* **TAREFAS PROPOSTAS**
1: Com base no trecho sobre a seca no Rio Paraguai, explique por que a navegação se tornou inviável em vários pontos do caminho entre Barra do São Lourenço e Corumbá.
2: Segundo o trecho sobre a seca no Rio Paraguai, quantas famílias vivem na comunidade de Barra do São Lourenço?

Marcelo Iunes pressiona por obras na hidrovia do Rio Paraguai, que enfrenta pior seca em 51 anos, e pela relicitação de ferrovia da Rumo Logística, responsável por incêndio que destruiu 17 mil hectares; licenciado do PSDB, ele apoia candidatura do secretário Luiz Antônio Pardal (PP)
Por Bruno Stankevicius Bassi, em De Olho nos Ruralistas
Acostumados à vida perto da água, os moradores da comunidade de Barra do São Lourenço, no município de Corumbá (MS), observam o Rio Paraguai se afastar cada vez mais das casas. “Em 2018 ele chegou até aqui na barranca e desceu”, lembra a artesã Leonida Aires de Souza, moradora da comunidade. “Daí pra cá, nada mais”.
Ali vivem 22 famílias que se dedicam à pesca e ao cultivo de alimentos. “A gente só planta o que a gente quer comer: mandioca, banana, cebolinha, salsa, coentro”, conta Leonida. “Melancia hoje a gente nem tá conseguindo mais produzir, com a seca”.
De Barra do São Lourenço até a cidade de Corumbá são 205 quilômetros rio acima. O deslocamento pode levar de sete horas a três dias, a depender do tipo de embarcação. O caminho é feito pelos rios, principal via de deslocamento dos moradores da comunidade. Mas, com a seca, as viagens de barco ficaram mais arriscadas. Em vários trechos, a navegação se tornou inviável devido ao nível do Rio Paraguai — o menor em 51 anos.

* **DADOS EXTRAÍDOS**
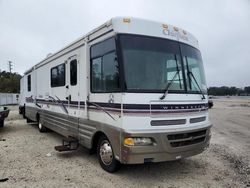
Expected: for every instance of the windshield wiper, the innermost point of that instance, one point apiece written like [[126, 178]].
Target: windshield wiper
[[190, 73], [168, 86], [170, 83]]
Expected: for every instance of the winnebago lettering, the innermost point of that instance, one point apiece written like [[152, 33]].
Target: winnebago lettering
[[133, 91]]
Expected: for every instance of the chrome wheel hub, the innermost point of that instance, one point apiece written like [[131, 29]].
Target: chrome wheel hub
[[106, 153]]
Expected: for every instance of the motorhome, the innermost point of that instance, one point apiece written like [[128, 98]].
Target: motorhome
[[132, 90]]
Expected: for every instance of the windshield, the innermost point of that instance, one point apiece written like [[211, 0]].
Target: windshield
[[150, 64], [193, 68]]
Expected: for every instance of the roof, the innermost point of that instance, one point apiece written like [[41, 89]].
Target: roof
[[129, 25]]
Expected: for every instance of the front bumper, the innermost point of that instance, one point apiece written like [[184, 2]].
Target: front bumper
[[168, 146]]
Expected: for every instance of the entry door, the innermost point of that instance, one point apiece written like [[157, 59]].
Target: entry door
[[72, 86], [105, 91]]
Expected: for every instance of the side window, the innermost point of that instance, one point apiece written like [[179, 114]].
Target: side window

* **RESPOSTAS**
1: A navegação se tornou inviável por causa do nível do Rio Paraguai, que está no ponto mais baixo em 51 anos devido à seca. Por isso as viagens de barco, principal meio de deslocamento dos moradores, ficaram mais arriscadas.

2: Vivem ali 22 famílias.